* Exercise objective *
Would it be possible to quote, exactly and in full, the lines from the one with "of the swimming" through the end of the entries below?

* Supplied data *
-*-*-

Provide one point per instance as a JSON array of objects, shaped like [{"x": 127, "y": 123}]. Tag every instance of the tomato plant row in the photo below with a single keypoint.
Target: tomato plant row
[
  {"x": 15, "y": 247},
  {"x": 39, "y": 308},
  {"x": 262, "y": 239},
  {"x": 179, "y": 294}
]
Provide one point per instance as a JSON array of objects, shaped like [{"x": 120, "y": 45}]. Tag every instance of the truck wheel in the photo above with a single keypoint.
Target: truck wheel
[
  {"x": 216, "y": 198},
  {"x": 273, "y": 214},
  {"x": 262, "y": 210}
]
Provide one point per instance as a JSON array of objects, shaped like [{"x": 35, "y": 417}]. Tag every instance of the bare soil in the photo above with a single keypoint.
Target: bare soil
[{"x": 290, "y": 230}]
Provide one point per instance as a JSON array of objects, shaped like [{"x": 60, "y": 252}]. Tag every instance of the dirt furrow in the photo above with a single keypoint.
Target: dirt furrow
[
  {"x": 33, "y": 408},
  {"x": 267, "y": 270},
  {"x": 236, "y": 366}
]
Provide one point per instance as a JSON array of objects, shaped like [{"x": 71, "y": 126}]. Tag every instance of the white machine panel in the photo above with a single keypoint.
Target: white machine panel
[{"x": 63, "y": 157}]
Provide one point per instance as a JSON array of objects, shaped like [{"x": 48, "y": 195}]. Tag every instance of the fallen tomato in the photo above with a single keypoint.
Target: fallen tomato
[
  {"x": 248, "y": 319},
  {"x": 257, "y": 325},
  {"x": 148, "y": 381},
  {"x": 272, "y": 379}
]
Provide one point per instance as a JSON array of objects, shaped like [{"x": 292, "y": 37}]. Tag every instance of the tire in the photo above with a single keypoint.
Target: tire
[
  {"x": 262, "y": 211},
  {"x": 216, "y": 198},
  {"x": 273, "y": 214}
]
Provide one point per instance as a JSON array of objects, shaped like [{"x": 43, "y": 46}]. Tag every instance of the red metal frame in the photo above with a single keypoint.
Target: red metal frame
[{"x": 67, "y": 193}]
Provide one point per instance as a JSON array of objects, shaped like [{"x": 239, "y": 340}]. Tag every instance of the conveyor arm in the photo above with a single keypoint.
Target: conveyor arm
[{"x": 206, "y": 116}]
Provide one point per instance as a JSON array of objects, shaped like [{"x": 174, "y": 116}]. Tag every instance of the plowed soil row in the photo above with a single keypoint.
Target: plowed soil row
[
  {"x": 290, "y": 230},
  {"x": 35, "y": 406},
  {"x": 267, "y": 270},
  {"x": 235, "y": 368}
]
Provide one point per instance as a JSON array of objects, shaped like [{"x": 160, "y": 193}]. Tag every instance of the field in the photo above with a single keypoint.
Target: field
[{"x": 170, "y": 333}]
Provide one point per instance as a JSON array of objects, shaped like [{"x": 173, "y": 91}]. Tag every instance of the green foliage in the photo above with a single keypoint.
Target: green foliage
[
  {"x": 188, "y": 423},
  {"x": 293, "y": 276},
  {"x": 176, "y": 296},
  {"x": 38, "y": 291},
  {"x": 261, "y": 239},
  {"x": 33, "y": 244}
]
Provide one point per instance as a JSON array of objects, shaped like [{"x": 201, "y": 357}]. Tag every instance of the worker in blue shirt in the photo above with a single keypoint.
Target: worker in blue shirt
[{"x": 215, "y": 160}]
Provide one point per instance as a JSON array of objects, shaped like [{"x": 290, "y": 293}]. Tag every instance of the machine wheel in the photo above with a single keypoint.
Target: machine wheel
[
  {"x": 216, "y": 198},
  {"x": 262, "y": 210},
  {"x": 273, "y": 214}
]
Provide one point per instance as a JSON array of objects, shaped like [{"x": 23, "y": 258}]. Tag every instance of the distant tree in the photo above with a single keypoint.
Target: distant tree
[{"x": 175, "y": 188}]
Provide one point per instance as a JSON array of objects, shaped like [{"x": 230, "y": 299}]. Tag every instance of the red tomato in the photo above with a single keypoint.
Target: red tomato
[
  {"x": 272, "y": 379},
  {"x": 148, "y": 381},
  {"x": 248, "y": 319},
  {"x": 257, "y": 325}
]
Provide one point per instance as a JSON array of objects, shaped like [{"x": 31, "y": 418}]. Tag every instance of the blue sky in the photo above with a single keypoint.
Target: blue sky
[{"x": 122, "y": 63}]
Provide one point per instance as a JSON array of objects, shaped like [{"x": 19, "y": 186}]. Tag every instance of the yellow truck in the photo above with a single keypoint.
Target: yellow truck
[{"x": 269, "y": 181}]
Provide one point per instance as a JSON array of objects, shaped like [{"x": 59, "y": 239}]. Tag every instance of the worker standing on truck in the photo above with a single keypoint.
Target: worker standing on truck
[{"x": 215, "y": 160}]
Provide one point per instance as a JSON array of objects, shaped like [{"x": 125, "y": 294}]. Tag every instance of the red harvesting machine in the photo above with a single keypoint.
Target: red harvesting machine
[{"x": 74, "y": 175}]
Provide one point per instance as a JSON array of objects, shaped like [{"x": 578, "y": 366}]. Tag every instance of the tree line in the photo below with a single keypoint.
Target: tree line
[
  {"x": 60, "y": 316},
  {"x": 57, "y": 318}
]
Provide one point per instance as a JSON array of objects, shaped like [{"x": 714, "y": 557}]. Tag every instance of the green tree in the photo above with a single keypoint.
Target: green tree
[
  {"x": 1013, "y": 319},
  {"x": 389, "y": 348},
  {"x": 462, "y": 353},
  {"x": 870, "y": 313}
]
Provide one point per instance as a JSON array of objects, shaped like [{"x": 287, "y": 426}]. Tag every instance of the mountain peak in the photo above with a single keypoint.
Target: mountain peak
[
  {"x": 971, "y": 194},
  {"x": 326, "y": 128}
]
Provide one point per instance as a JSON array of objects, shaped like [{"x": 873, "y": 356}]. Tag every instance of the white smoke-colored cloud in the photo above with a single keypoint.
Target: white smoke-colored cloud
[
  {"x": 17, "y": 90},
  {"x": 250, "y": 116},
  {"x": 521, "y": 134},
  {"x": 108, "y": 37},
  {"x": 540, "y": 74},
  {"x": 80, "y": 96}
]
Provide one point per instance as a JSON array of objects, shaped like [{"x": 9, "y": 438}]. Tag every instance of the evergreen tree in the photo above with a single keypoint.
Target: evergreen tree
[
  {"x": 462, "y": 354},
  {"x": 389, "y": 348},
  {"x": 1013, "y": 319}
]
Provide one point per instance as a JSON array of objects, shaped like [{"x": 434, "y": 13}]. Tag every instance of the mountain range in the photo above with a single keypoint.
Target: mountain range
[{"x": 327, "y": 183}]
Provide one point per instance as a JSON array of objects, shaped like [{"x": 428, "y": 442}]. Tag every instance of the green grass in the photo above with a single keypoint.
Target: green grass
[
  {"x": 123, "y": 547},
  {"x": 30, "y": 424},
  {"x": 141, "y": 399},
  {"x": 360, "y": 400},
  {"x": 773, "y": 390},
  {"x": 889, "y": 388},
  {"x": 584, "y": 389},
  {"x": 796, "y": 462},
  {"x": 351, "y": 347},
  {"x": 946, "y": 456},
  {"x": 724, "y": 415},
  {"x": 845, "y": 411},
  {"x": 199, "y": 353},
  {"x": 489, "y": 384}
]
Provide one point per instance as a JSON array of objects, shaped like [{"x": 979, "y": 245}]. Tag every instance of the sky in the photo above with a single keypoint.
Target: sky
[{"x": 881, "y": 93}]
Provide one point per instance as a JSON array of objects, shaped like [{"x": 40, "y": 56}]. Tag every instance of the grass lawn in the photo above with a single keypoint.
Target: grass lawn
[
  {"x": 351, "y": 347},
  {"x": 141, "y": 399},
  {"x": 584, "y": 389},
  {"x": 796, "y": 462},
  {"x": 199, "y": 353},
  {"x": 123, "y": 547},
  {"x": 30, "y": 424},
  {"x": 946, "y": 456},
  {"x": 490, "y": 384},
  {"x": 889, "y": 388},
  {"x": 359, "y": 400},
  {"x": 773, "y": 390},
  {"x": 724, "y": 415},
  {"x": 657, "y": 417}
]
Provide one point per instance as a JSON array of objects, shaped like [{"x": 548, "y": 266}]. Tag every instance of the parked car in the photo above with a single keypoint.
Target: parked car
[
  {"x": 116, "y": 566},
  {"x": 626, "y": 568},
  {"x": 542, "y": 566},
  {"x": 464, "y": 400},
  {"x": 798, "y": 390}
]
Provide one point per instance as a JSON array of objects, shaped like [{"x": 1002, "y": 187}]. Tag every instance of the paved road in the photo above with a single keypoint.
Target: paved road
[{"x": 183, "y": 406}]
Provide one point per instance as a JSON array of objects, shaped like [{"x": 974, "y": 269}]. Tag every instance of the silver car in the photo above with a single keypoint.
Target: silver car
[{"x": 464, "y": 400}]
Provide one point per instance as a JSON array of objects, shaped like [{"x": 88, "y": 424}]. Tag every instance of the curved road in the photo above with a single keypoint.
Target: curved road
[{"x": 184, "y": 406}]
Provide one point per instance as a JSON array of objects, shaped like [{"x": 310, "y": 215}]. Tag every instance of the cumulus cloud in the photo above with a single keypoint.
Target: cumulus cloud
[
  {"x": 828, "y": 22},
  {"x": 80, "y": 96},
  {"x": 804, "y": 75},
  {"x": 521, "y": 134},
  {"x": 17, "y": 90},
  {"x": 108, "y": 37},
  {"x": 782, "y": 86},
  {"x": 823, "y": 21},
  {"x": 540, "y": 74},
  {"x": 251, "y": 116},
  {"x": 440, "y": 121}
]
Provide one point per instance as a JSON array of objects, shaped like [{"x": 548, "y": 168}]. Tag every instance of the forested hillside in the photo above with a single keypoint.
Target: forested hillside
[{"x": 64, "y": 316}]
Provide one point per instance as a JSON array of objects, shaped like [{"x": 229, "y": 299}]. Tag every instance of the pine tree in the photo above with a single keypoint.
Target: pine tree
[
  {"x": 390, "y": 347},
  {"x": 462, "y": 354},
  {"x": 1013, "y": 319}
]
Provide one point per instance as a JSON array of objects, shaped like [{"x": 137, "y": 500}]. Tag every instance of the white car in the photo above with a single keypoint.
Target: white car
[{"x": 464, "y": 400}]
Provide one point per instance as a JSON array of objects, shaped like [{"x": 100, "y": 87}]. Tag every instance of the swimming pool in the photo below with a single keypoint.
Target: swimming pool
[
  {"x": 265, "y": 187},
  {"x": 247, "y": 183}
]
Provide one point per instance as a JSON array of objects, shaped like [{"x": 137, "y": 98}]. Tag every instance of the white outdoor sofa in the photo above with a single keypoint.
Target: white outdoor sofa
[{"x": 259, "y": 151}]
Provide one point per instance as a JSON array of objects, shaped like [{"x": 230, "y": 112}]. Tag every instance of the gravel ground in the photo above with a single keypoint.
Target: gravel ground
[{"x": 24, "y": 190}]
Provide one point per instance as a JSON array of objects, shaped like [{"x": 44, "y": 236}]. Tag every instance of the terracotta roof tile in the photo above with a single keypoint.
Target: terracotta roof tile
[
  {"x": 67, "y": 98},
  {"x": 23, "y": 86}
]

-*-*-

* Correct output *
Provide one point per instance as a JSON array of objects, shaped like [{"x": 100, "y": 87}]. Tag every instance of the swimming pool in the photo below with a single keypoint.
Target: swimming pool
[
  {"x": 265, "y": 187},
  {"x": 247, "y": 183}
]
Provide one point per instance as a JSON array of objects, shaped like [{"x": 137, "y": 98}]. Tag every instance of the white outdoor sofa in the photo above with a single keypoint.
Target: white outdoor sofa
[{"x": 259, "y": 151}]
Provide one point per instance as a JSON array of objects, shaped like [{"x": 230, "y": 112}]. Tag every instance of the gravel ground in the photo above with a single keypoint.
Target: gravel ground
[{"x": 24, "y": 190}]
Provide one point per instance as a JSON array of objects, shaped like [{"x": 44, "y": 236}]. Tag every instance of the terracotta roof tile in the photo above with a single keypoint.
Target: terracotta roof tile
[
  {"x": 67, "y": 98},
  {"x": 23, "y": 86}
]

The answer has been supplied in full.